_Exercise requirements_
Pictures stay out. Everything else in the entries is copied exactly.

--- START ---

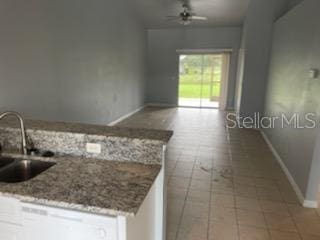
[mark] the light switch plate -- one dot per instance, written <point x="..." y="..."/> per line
<point x="93" y="148"/>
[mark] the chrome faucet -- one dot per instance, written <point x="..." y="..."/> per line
<point x="22" y="128"/>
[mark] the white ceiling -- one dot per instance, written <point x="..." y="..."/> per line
<point x="219" y="12"/>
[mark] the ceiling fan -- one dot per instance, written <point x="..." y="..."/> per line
<point x="186" y="17"/>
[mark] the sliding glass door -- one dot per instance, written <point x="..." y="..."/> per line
<point x="201" y="80"/>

--- END ---

_Result of the exercise_
[mark] the light switch plate -- one dot per instance, written <point x="..." y="..."/> per line
<point x="93" y="148"/>
[mark] the chrome faucet -- one dot per instance, written <point x="..." y="..."/> per line
<point x="22" y="128"/>
[mark] the white ceiling -- one dot per instance, written <point x="..." y="..."/> per line
<point x="219" y="12"/>
[mark] the ceiling fan -- one dot per instance, written <point x="..." y="..."/> per line
<point x="186" y="17"/>
[mark] the sliding glass door -- one dot per instance, written <point x="..." y="..."/> per line
<point x="201" y="80"/>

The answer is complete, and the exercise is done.